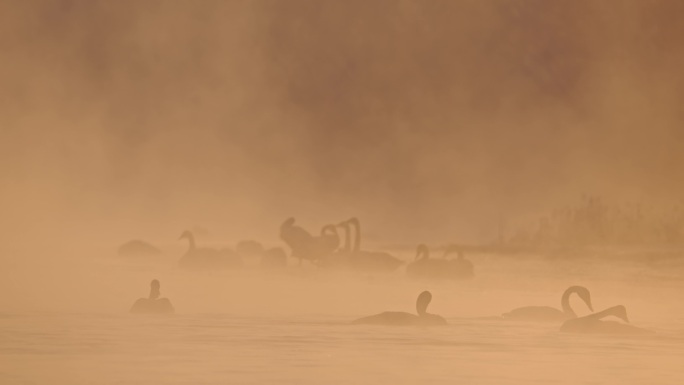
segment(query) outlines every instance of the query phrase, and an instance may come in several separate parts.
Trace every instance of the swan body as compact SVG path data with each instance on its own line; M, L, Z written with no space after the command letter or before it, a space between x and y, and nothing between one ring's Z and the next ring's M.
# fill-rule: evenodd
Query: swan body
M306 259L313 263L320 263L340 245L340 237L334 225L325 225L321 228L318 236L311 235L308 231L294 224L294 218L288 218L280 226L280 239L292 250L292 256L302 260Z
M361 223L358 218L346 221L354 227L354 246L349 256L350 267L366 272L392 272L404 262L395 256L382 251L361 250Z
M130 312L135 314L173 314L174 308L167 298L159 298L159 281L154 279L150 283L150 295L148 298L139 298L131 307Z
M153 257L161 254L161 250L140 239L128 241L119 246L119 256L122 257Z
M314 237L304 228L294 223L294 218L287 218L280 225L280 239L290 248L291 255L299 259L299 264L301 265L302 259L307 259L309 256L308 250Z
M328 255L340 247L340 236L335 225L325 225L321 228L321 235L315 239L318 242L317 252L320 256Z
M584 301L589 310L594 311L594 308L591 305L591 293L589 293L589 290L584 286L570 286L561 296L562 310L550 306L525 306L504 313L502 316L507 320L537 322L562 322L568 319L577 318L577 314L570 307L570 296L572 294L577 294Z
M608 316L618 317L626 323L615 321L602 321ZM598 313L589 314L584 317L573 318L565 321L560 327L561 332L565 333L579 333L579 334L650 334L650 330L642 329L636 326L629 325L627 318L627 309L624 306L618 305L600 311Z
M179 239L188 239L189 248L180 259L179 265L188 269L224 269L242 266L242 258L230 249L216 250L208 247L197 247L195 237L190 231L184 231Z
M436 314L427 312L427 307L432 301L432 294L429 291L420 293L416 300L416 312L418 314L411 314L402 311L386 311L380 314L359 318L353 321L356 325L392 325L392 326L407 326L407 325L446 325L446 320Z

*DIRECTIONS FOR THIS TASK*:
Only the text of the listing should be returned, exactly and in full; no image goes into the copy.

*YOUR RESPONSE*:
segment(query) outlines every instance of the query phrase, and an instance may come in several separate parts.
Trace every instance of the swan body as compact SVG path data with each instance on its own line; M, L, Z written with no space after the command letter or before it, a space between x and y, and nothing between one ring's Z and the next ring's M.
# fill-rule: evenodd
Query: swan body
M306 259L313 263L320 263L340 245L340 237L334 225L325 225L321 228L318 236L311 235L308 231L294 224L294 218L288 218L280 226L280 239L292 250L292 256L302 260Z
M361 223L358 218L346 221L354 227L354 246L349 256L350 267L366 272L392 272L404 262L395 256L382 251L361 250Z
M130 312L135 314L173 314L174 308L167 298L159 298L159 281L154 279L150 283L150 295L148 298L139 298L131 307Z
M153 257L161 254L161 250L140 239L128 241L119 246L119 256L122 257Z
M314 237L304 228L294 223L294 218L287 218L280 225L280 239L290 248L291 255L299 259L299 264L301 265L302 259L307 259L309 256L308 250Z
M328 255L340 247L340 236L335 225L325 225L321 228L321 235L315 239L318 242L317 252L320 256Z
M584 301L589 310L594 311L594 308L591 305L591 293L589 293L589 290L584 286L570 286L561 296L562 310L550 306L525 306L504 313L502 316L507 320L537 322L562 322L568 319L577 318L577 314L570 307L570 296L572 294L577 294Z
M608 316L618 317L626 323L615 321L602 321ZM598 313L589 314L584 317L573 318L565 321L560 327L561 332L565 333L579 333L579 334L650 334L650 330L642 329L636 326L629 325L627 318L627 309L624 306L618 305L600 311Z
M179 239L188 239L189 248L180 259L179 265L188 269L224 269L242 266L242 258L230 249L216 250L208 247L197 247L195 237L190 231L184 231Z
M436 314L427 312L427 307L432 301L432 294L429 291L420 293L416 300L416 312L418 314L411 314L402 311L386 311L380 314L359 318L353 321L356 325L392 325L392 326L407 326L407 325L446 325L446 320Z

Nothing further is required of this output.